AIM 1
In the BERT tuning post below, which parameter did the writer add so that only one training runs at a time?
AIM 2
Extend the BERT tuning post below, picking up right after its final sentence.

I tryied running this code for hyper-parameter tuning of a bert model. I only have one GPU, so I adapted the code to make it run only one training at a time. This is the resulting code:
from datasets import load_dataset, load_metric
from transformers import (AutoModelForSequenceClassification, AutoTokenizer,
Trainer, TrainingArguments)
tokenizer = AutoTokenizer.from_pretrained('distilbert-base-uncased')
dataset = load_dataset('glue', 'mrpc')
metric = load_metric('glue', 'mrpc')
def encode(examples):
outputs = tokenizer(
examples['sentence1'], examples['sentence2'], truncation=True)
return outputs
encoded_dataset = dataset.map(encode, batched=True)
def model_init():
return AutoModelForSequenceClassification.from_pretrained(
'distilbert-base-uncased', return_dict=True)
def compute_metrics(eval_pred):
predictions, labels = eval_pred
predictions = predictions.argmax(axis=-1)
return metric.compute(predictions=predictions, references=labels)
# Evaluate during training and a bit more often
# than the default to be able to prune bad trials early.
# Disabling tqdm is a matter of preference.
training_args = TrainingArguments(
"test", evaluation_strategy="steps", eval_steps=500, disable_tqdm=True)
trainer = Trainer(
args=training_args,
tokenizer=tokenizer,
train_dataset=encoded_dataset["train"],
eval_dataset=encoded_dataset["validation"],
model_init=model_init,
compute_metrics=compute_metrics,
)
# Default objective is the sum of all metrics
# when metrics are provided, so we have to maximize it.
trainer.hyperparameter_search(
direction="maximize",
backend="ray",
n_trials=10, # number of trials
max_concurrent_trials=1,
)
Note that I added the max_concurrent_trials=1
parameter to do so.

Point annotation entries:
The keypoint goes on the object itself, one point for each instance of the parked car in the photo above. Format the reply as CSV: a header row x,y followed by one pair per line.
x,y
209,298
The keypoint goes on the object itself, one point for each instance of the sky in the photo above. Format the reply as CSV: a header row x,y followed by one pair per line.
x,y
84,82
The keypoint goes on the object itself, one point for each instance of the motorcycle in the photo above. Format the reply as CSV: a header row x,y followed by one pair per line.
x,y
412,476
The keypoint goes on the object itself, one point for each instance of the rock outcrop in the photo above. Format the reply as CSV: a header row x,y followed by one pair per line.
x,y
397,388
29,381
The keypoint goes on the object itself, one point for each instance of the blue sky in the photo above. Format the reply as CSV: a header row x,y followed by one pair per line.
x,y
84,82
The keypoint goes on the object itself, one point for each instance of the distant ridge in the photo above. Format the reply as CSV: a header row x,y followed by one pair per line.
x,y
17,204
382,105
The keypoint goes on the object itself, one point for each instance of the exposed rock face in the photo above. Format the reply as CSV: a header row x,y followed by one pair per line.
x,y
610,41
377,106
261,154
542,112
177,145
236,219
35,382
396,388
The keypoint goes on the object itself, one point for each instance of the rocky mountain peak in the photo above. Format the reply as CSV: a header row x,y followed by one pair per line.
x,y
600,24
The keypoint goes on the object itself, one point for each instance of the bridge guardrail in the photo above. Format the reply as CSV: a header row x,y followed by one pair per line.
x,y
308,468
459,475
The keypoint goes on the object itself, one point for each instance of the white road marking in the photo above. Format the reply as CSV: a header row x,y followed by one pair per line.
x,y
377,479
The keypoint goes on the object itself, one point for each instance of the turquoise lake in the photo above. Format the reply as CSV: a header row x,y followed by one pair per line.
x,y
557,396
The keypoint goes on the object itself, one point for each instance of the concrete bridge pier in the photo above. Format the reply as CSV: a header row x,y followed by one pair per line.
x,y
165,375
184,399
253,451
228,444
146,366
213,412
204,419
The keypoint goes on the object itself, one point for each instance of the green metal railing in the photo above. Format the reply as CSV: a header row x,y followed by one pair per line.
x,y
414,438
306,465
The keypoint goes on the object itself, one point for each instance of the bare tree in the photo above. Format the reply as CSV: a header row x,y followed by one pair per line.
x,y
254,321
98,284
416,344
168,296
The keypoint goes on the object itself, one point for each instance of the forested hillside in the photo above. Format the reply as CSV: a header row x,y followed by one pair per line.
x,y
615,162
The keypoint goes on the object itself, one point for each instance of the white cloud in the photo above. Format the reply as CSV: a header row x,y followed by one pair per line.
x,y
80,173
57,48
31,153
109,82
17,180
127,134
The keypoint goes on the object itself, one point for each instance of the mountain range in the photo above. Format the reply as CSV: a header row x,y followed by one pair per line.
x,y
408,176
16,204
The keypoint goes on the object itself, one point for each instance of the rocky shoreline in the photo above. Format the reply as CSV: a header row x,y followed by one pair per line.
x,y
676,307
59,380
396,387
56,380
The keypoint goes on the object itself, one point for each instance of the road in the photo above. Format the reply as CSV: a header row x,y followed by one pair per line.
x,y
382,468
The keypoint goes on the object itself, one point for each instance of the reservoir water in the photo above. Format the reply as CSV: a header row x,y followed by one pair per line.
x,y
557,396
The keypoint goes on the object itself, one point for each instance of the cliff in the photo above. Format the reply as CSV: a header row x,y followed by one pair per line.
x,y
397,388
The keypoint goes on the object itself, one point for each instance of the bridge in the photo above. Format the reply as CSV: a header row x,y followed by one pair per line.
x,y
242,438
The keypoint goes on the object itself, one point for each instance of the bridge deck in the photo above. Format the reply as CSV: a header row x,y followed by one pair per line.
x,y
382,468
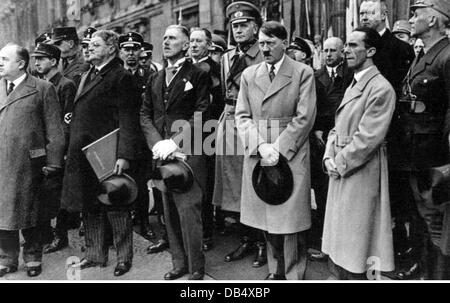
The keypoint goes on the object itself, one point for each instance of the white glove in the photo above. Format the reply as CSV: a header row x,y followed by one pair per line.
x,y
164,148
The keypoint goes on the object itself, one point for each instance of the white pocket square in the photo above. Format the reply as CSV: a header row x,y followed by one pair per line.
x,y
188,86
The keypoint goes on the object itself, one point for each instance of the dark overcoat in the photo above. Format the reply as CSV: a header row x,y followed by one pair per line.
x,y
31,137
229,155
109,101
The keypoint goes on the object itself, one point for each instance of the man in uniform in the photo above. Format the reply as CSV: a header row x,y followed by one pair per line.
x,y
299,50
130,49
245,20
402,30
423,126
73,64
146,59
46,61
87,35
393,61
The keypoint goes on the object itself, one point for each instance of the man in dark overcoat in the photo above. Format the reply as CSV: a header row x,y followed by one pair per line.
x,y
107,99
423,126
46,61
173,97
31,148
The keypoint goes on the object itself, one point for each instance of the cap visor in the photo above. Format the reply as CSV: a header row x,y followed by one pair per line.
x,y
241,20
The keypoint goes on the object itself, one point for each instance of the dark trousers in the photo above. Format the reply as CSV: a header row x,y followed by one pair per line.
x,y
342,274
207,206
286,255
97,246
140,172
182,213
10,246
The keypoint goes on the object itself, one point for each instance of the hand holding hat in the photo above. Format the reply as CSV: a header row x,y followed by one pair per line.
x,y
164,148
269,154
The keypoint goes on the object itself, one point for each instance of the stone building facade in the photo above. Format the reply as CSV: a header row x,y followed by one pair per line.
x,y
23,20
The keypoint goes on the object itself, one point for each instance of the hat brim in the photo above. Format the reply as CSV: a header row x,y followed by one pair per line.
x,y
133,192
40,54
129,44
242,20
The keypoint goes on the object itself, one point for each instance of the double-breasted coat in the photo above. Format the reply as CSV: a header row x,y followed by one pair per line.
x,y
357,217
31,137
229,159
290,102
109,101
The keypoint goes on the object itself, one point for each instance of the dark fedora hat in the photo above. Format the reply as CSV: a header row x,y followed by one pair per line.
x,y
174,176
273,184
301,45
46,50
118,190
433,185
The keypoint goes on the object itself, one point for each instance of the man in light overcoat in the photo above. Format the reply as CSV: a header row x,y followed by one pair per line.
x,y
281,92
357,228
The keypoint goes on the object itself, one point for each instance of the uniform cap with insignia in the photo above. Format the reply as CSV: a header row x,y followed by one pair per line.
x,y
218,43
301,45
131,39
43,38
402,26
46,50
146,48
242,11
441,6
87,35
64,33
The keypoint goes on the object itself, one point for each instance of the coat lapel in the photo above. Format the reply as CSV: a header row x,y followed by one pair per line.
x,y
428,58
356,91
282,78
178,83
25,89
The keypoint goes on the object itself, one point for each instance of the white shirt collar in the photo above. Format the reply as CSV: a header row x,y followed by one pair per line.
x,y
360,74
201,60
18,81
277,65
177,64
382,32
100,67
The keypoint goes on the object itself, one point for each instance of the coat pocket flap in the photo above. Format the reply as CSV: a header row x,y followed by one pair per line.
x,y
36,153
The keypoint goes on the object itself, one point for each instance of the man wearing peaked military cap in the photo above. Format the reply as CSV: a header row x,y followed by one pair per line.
x,y
299,49
242,11
47,57
87,35
130,50
442,6
43,38
245,21
402,30
426,98
131,39
73,64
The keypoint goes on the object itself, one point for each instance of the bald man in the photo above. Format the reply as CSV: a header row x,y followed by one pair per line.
x,y
331,83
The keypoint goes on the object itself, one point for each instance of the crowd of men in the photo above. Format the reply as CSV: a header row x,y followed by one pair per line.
x,y
363,124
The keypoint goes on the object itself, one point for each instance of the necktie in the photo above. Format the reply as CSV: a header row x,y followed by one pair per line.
x,y
10,88
272,73
65,62
170,73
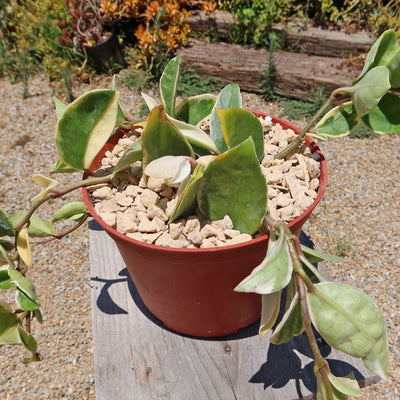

FINAL RESULT 1
max_concurrent_trials=1

FINAL RESULT 2
I run into an error:
ERROR serialization.py:354 -- Attempting to deserialize object on a CUDA device but torch.cuda.is_available() is False. If you are running on a CPU-only machine, please use torch.load with map_location=torch.device('cpu') to map your storages to the CPU.
This happens only on EVEN runs. So:
- Runs correctly
- Fails due to GPU not available
- Runs correctly
- Fails due to GPU not available
Current time: 2022-10-05 16:33:11 (running for 00:01:30.88)
Memory usage on this node: 93.0/2003.6 GiB
Using FIFO scheduling algorithm.
Resources requested: 1.0/255 CPUs, 1.0/4 GPUs, 0.0/1746.65 GiB heap, 0.0/186.26 GiB objects
Result logdir: /home/***/ray_results/_objective_2022-10-05_16-31-40
Number of trials: 5/10 (2 ERROR, 1 RUNNING, 2 TERMINATED)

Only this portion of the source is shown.